#### WHAT YOU SHOULD DO
Copy the lines below word for word, but leave out the pictures.
** start of RECORDS FOR PROCESSING **
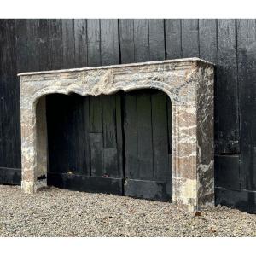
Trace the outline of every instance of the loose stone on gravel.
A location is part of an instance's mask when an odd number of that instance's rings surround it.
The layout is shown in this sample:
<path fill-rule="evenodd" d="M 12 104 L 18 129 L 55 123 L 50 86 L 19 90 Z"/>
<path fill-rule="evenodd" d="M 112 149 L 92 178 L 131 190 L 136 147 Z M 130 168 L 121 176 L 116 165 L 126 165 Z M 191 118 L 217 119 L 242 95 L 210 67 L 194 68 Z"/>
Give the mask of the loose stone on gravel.
<path fill-rule="evenodd" d="M 0 236 L 256 236 L 256 215 L 226 207 L 192 215 L 168 202 L 0 185 Z"/>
** end of RECORDS FOR PROCESSING **
#### REPLY TO THE TASK
Trace the outline of every instance of the loose stone on gravel.
A location is part of an instance's mask when an odd number of that instance's rings surround it.
The layout is shown in this sample:
<path fill-rule="evenodd" d="M 12 104 L 18 129 L 55 123 L 50 86 L 19 90 Z"/>
<path fill-rule="evenodd" d="M 112 149 L 92 178 L 131 190 L 136 147 Z M 130 168 L 121 176 L 116 165 L 126 165 Z M 191 118 L 217 119 L 242 95 L 210 67 L 194 68 Z"/>
Give the mask of the loose stone on gravel.
<path fill-rule="evenodd" d="M 0 236 L 256 236 L 256 215 L 226 207 L 192 215 L 168 202 L 0 185 Z"/>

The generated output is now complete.